▶ **Vorliegender Text**
------------------------------------------------
Chancengerechtigkeit beginnt in der frühen Kindheit

Lapurla, eine gemeinsame Initiative des Migros-Kulturprozent und der Hochschule der Künste Bern HKB – macht sich seit drei Jahren für eine Kultur der frühen Kindheit stark. Im Mai 2021 erfolgte der Startschuss für ein nationales transdisziplinäres Netzwerk. Mit vereinten Kräften sollen für Kinder von 0-4 Jahren kreative Freiräume geschaffen werden, um ihnen kulturelle Teilhabe und Chancengerechtigkeit zu ermöglichen.

Jessica Schnelle, ihre Aufmerksamkeit gilt den jungen Kindern. Was zeichnet diese Altersgruppe aus?
------------------------------------------------
▶ **Aufgaben**
(a) Für Kinder welchen Alters sollen laut dem Text über Lapurla kreative Freiräume geschaffen werden?
(b) Bitte führen Sie den Text über Lapurla nach seinem letzten Satz weiter.
Die Einträge spielen hierfür keine Rolle.

[Fotobasierte Daten zu referenzierenden Ausdrücken]
------------------------------------------------
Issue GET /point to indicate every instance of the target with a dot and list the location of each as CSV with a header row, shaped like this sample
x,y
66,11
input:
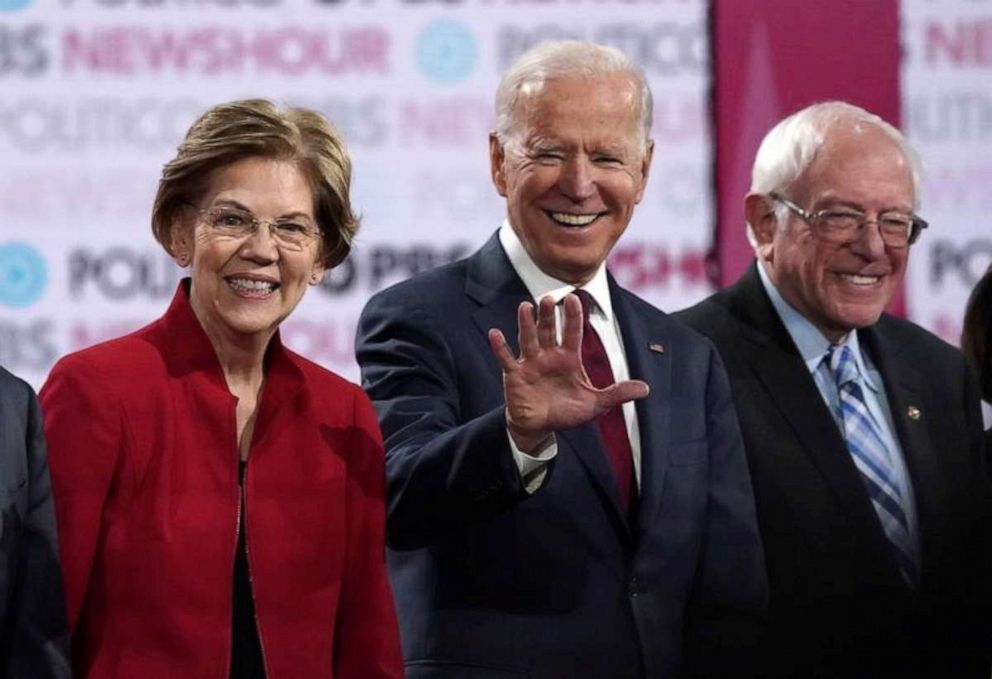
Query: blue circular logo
x,y
11,5
23,275
446,51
------------------------------------------------
▶ **Lösungen zur Übung**
(a) Für Kinder von 0 bis 4 Jahren.

(b)
Jessica Schnelle: Die frühesten Jahre eines Menschen sind für seine Persönlichkeitsentwicklung enorm wichtig. Das bestätigen seit Jahren auch zahlreiche wissenschaftliche Studien. Junge Kinder bringen mit ihrer Neugier viel Potenzial mit, um lustvoll mit herausfordernden Situationen umzugehen und sich dabei selbst wirksam zu erleben. Deshalb ist es wichtig, schon den kleinsten Kindern ästhetische Erfahrungen zu ermöglichen und sie in ihrer Neugier als Erwachsene zu begleiten – statt sie anzuleiten.
 
Warum brauchen auch die kleinsten Kinder kulturelle Teilhabe, was ist damit gemeint?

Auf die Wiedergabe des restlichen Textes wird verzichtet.